**Source extract**:
⁂

AVI, MKV, or MP4? Video Filetypes Explained and Compared

Joel Lee 14-03-2017

Why do so many video formats exist? Why can’t we all just agree on one and stick to it? There are so many out there, many of which have gone extinct but many that haven’t. How frustrating is it when you download a video that’s only available in a format that isn’t supported by the device you want to use?


For example, I recently downloaded a video course comprised of MOV files, a format unsupported by my old and outdated smart TV 4 Reasons Why You Shouldn't Buy a Smart TV What is a smart TV and should you buy one? Here's a detailed look at the biggest drawbacks of modern smart TVs. Read More . So instead of watching in the comfort of my living room as I’d intended, I had to watch on my laptop.

Why does this happen? What do you need to know in order to avoid these headaches yourself? Here’s everything you need to know about video formats, containers, and codecs.

Understanding Containers and Codecs

Multimedia files are composed of two parts: the container and the codec. The difference between these two things is what trips up most users, but once you understand this difference, you’ll finally see why some video files are preferable to others.

When you see a video file with a given extension, you’re actually seeing the container type. The container type dictates what kinds of data can be held in the file and how that data is arranged within the file. For example, a container format might have room for one video track, one audio track, and one subtitle track. The thing is, container types don’t necessarily dictate how data is encoded.

AVI, MKV, or MP4? Video Filetypes Explained and Compared video format resolutions comparison
Image Credit: Michal Steflovic via Shutterstock


Raw video footage requires a lot of space — a one-minute recording could take up several gigabytes depending on the resolution and framerate. That’s why video tracks need to be compressed to reasonable file sizes before they can be burned onto discs or put online to be downloaded. But there are different methods of compression, each with its own pros and cons.

When we talk about video codecs, we’re talking about these different methods of compression. And the important thing to know is that container files can support multiple codecs.

This is how problems can arise. Even if your device knows how to read the MP4 video container format, it may not know how to decode the video track within that MP4 file, which might be encoded as Xvid, x264, or x265. Or maybe it can’t read the audio track, which could be encoded using any number of audio compression methods.

Common Video Containers

Of the many video container types that have ever been introduced, only a handful of them are used on a day-to-day basis. When downloading videos off the web, there’s a 99 percent chance that that file will be one of the following three container types:

  • AVI (Audio Video Interlaced) — First introduced in 1992 by Microsoft, AVI videos were the most popular type throughout the 90s and into the early 2000s. It can only contain video and audio tracks, and it can actually hold multiple tracks of each but this feature is rarely used. Readability of AVI is almost universal, but it has some compression limitations that result in larger-than-average files.
  • MKV (Matroska Video Container) — First introduced in 2002, the Matroska format is both free and open standard, which has helped it to stay relevant over the years. MKVs can contain virtually all kinds of video and audio codecs, plus multiple subtitle tracks and DVD menus and chapters, making it the most flexible format currently available. And while Matroska’s popularity has been on the rise, it isn’t universally supported yet.

⁂

**Exercise instructions**:
1) According to the video formats article, in what year did Microsoft first introduce AVI?
2) From the video formats article, output the passage that begins at the words "This is how" and stops after "audio compression methods.".
3) Pick up the video formats article after its last sentence and continue writing it.

**Provided data**:
⁂

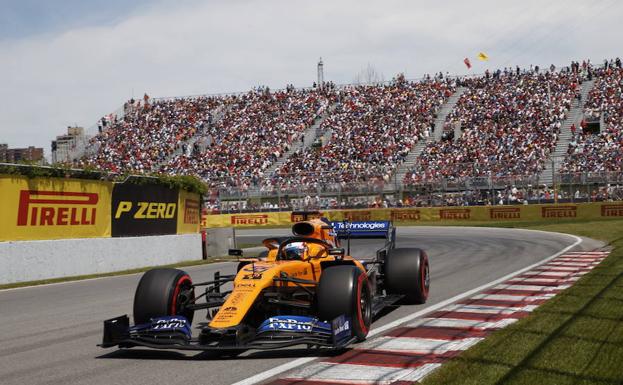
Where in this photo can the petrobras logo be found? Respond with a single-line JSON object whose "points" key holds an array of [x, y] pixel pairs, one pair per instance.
{"points": [[341, 326], [56, 208], [361, 226], [288, 323]]}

⁂

**Task responses**:
1) 1992

2)
This is how problems can arise. Even if your device knows how to read the MP4 video container format, it may not know how to decode the video track within that MP4 file, which might be encoded as Xvid, x264, or x265. Or maybe it can’t read the audio track, which could be encoded using any number of audio compression methods.

3)
  • MP4 (MPEG-4 Version 2) — First introduced in 2001 but later revised in 2003, the MP4 format took the then-popular QuickTime File Format and improved on it in several ways. It supports a wide variety of video and audio codecs but is most often used with H.263/H.264 for video and AAC for audio. Also supports subtitle tracks.

Common Video Codecs

Though the world hasn’t decided on a single standard, the good news is that most videos are produced using one of the following four video codecs. Even better, most devices and video player apps and software support most of these commonly-used codecs out of the box. Mismatched codecs are rare these days and should only happen with very old or very rare videos.

  • WMV (Windows Media Video) — First introduced in 1999, WMV is a proprietary codec developed by Microsoft to be used with their proprietary ASF container format. A file with the WMV extension is an ASF container with a WMV video track, but WMV video tracks can also be stored within AVI or MKV containers. Most Microsoft devices still support it, but it has fallen out of popular use in recent years.
  • Xvid (H.263/MPEG-4 Part 2) — First introduced in 2001 as an open source competitor to DivX, Xvid became popular for its ability to compress DVD movies down to CD sizes without sacrificing much quality. Most players support Xvid today.
  • x264 (H.264/MPEG-4 AVC) — First introduced in 2003, H.264 is best known as one of the encoding standards used on Blu-ray videos and as the most popular encoding standard for video streaming, used by sites like YouTube, Vimeo, etc. x264 is an open source implementation that allegedly produces higher-quality videos at smaller file sizes.
  • x265 (H.265/MPEG-H HEVC) — First introduced in 2013, H.265 is the up-and-coming successor to H.264, allowing more than twice the data compression while keeping the same video quality. It also supports resolutions up to 8K. All of this means that H.265 will pave the way for better-quality videos while keeping file sizes reasonable. x265 is an open source implementation of it. Because H.265 is so new, it isn’t widely supported yet.

Depending on which codec is used, you’ll get a different balance between video quality and file size. That’s why one person can rip a Blu-ray movie at 1080p for under 2 GB and someone else can rip that same movie at 720p for more than 5 GB. This also explains why Vimeo videos look better than YouTube videos Vimeo vs. YouTube: 5 Reasons to Host Videos on Vimeo Why choose Vimeo over YouTube? Here are a handful of strong reasons for why you might host videos on Vimeo over YouTube. Read More even at the same resolution — encoding methods matter!

Which Video Format Is Best?

There are only two situations in which you’d need to know about the “best” video formats:

  1. You’re creating a video and you need to weigh the pros and cons of how many people can play a certain container type, how many people can play a certain codec, and how to maximize video quality while minimizing file size.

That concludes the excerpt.